[Set exercise]:
Any picture among the records should be left out, please; retype the rest exactly.

Dataset records:
• • •

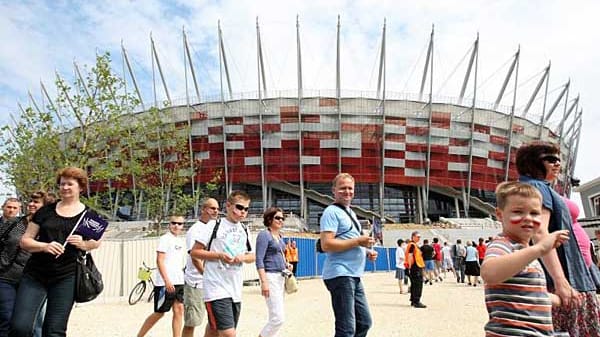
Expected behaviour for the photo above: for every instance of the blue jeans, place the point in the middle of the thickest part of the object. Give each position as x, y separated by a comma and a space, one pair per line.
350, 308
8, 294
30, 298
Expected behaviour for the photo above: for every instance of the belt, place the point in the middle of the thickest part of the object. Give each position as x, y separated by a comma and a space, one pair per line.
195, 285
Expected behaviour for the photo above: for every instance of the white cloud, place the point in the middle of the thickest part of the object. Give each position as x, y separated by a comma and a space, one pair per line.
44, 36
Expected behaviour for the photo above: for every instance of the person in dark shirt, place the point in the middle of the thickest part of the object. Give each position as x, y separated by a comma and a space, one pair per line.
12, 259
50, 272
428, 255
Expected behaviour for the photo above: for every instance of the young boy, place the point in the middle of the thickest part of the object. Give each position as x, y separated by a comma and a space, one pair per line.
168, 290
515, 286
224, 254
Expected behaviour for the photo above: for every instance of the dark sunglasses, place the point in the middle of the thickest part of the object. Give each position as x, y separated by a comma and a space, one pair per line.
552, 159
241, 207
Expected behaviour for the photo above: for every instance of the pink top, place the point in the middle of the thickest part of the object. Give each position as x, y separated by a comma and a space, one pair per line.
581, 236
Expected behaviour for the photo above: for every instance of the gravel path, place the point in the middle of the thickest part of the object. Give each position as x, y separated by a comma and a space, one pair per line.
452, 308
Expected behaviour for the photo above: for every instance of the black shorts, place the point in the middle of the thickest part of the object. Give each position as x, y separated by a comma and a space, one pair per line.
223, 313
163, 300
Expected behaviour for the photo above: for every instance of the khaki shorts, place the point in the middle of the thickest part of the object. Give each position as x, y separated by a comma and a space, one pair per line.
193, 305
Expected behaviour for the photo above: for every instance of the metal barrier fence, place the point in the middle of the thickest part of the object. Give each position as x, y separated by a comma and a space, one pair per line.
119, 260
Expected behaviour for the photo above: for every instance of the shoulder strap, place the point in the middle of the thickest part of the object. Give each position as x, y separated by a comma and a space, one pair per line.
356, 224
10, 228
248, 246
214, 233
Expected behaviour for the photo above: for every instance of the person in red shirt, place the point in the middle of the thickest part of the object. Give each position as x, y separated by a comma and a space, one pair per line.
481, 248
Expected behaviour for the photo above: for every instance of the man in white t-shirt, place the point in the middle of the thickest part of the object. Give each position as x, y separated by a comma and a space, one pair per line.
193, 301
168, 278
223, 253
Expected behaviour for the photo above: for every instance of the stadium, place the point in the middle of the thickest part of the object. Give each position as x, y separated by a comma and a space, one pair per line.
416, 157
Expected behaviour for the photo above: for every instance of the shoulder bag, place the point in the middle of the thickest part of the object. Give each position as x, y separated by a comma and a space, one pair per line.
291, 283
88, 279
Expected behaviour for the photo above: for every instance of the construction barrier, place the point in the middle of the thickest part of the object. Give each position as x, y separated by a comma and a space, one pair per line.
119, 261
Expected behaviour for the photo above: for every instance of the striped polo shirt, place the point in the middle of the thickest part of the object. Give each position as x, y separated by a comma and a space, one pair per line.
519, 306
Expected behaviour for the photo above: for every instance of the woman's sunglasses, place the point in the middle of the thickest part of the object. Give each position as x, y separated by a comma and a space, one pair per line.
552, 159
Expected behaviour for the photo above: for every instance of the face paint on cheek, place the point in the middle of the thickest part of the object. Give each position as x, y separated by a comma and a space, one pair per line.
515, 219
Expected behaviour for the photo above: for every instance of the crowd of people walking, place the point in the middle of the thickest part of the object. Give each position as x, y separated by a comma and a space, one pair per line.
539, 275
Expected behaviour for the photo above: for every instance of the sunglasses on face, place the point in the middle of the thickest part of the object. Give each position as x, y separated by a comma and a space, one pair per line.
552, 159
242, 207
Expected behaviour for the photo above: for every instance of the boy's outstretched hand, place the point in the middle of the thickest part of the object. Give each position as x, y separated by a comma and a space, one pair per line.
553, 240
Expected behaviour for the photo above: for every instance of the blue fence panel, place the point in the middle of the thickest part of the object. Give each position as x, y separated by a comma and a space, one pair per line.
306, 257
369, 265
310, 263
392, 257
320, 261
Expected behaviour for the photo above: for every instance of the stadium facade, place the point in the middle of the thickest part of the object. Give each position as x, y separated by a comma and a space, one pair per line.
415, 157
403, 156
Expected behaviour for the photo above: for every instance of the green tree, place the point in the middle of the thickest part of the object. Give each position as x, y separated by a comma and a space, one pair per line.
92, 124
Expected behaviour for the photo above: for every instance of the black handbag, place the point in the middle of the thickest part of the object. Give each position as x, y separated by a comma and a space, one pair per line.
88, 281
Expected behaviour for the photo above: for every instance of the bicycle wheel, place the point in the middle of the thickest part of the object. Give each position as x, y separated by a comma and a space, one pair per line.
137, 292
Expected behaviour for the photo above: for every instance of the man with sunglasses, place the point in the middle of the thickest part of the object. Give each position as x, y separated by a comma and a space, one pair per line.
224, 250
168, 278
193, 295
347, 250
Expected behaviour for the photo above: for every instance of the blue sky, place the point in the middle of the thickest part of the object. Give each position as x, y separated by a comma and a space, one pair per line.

• • •

[Reply to the exercise]:
Expected behaviour for the photo above: for every instance of the blue jeans, place the point in the middle of the thickest part of the object. Give each position as x, y separated by a comma and a space, one pair per line.
350, 308
8, 294
30, 298
Expected behaviour for the photo above: for every instance of the belt, place the point in the middle of the thickest part of the object. Give each position as x, y separated by a comma and a space, one pair per line.
195, 285
Expected behaviour for the photo above: for every instance of the white cloud, place the point in the middle of the thickest part of the object. Give each position as x, y separated by a comma and a space, one pair per line.
44, 36
Expected behaviour for the photo above: for every instance of the person in dark shirt, place the point in the middle of the thickest part of the object. Give each position as x, y separated by a comma and a space, one pair per line.
12, 259
50, 272
428, 255
Expected behaviour for the photo above: for every instance of the young boy, place the point in the middle of the thickest part of the object. Give each position as x, y separated by a comma and a space, one pair per line.
168, 290
515, 286
224, 254
Expected behaviour for the photo above: for every instance of the dark sunglasses, place the point in the middle of the thickest part of the object. Give each position as x, y separated by a comma and a space, one pair per line.
552, 159
241, 207
Expected behaviour for the photo above: for every instance of the pink top, place the point in the middle of the thickest part of the object. Give each position as x, y separated by a comma and a space, one pair per line.
581, 236
Expected behaviour for the photo above: for every instance of the gravel path, place the point in the middle of the thickest part of the object. Give each position as x, y separated by a comma and a space, one pair per line.
452, 308
Expected behaviour for the photo above: for every instance of the black shorts, place the point in the middle of the thickest part of the object. Give each position as x, y separated by a comma and a space, one pair per line.
223, 313
163, 300
Expected behaviour for the photo above: for every instance of the khaki shorts, place the point in the middle of the thickest part of the object. Give each position as x, y separated by a comma and a space, one pair per line.
193, 305
Expected behaviour for the photo above: for every instance of the metal barrier fence, place the point in the middle of the thickest part of the object. Give each position as x, y separated by a comma and a space, one pair per line.
119, 260
Expected behaviour for the photo above: for every instance of the shoulder strap, place the point in the middle of the thickest part of the object. Give each position as x, y separated by a comma and a space, one pair per line.
356, 224
10, 228
248, 246
214, 233
Expected behaviour for the photo above: for every instance of the person in red shirt, place the point in the middle of the thickest part of the object. Give each position as x, y separated by a comma and a space, one pair per line.
481, 248
Expected behaviour for the photo above: for every instance of the man in white t-shirt, place the point in the middle of the thickest part of the object. Give each position as x, y separated by a comma and a space, one pair per line.
193, 301
168, 278
223, 253
Expected behaviour for the photo above: for every instance of the stadium, place the point in the middle of the thickest part of the object. Give each position as x, y separated by a comma and a space, one pair per line.
416, 157
Expected behaviour for the photo above: for every instance of the shoulder bag, place the point in the middle of the thickest part of the object. Give each position as x, y separated by a comma and a space, one pair per line.
291, 283
88, 279
Expected behaviour for the photo above: for every instance of the construction barrier, place the point in the middle of the thickest part of the object. Give each position as x, y separated by a comma and a space, one pair per line.
119, 261
Expected behaviour for the photo above: for every instance of the striped polo shirt, place the point in the middle of the thickest part of the object. Give each position as x, y separated by a comma and a space, one pair per line.
519, 306
Expected behaviour for the photo above: for every instance of the woman's sunglasses, place the point in the middle of the thickest part of the object. Give each position as x, y separated by a comma and a space, one pair per line.
552, 159
Expected behaviour for the photo above: for every instance of the face paint on cheek, place the point in the middle of the thickest part of the object. Give each position as x, y separated by a comma and a space, one pair per line.
515, 219
Expected behaviour for the photo above: for every instance of the crowd of people walking, place the point in the middle of the thickest part of the object. Give each position as x, y separated by a comma and a space, one pair per line.
539, 275
Expected behaviour for the photo above: for every instance of the sunglasses on face, place the point in the middle of the thickest part of the object. Give each position as x, y separated by a comma and a space, one pair per line.
552, 159
242, 207
Expected behaviour for the photo above: for every instance of the boy's outstretched hand, place the point in the middle of the thickest part of the object. Give each position as x, y separated by a comma and a space, one pair per line.
553, 240
Expected behaviour for the photo above: for every instance of the blue fence panel, place the point in the middle of the thickest part of the object. Give each position as x, y separated by a comma and a space, one pair per line.
306, 257
369, 265
310, 263
392, 257
320, 261
Expected behaviour for the photo above: for every instance of the stadium facade, place the point in the middle of the thickest part of the object. Give each position as x, y separated by a comma and a space, one pair per line.
415, 157
403, 156
Expected behaviour for the photo above: for every instance of the green tree, place the point in the middle of the thickest part of the object. Give each position as x, y separated by a comma and a space, one pair per line.
92, 124
Expected behaviour for the photo above: for every instance of the black handbag, place the point in the middle of the thickest part of the object. Give each position as x, y separated by a comma and a space, one pair per line.
88, 281
Expected behaviour for the photo above: for every instance of the bicycle wheel, place the point in the middle of the thickest part of the object. Give each position as x, y separated by a comma and a space, one pair per line.
137, 292
Expected behaviour for the photo above: for every instance of the man with sunglasses, place the point in the middle of the thickest part of the object. Give each position as x, y separated by a comma and a space, one pair per line.
224, 250
168, 278
193, 295
347, 250
Expected behaviour for the photo above: for every instance of the blue sky, place the point in the middle of the thickest part of the object. Give each position as x, y separated by a comma and a space, one pair per line.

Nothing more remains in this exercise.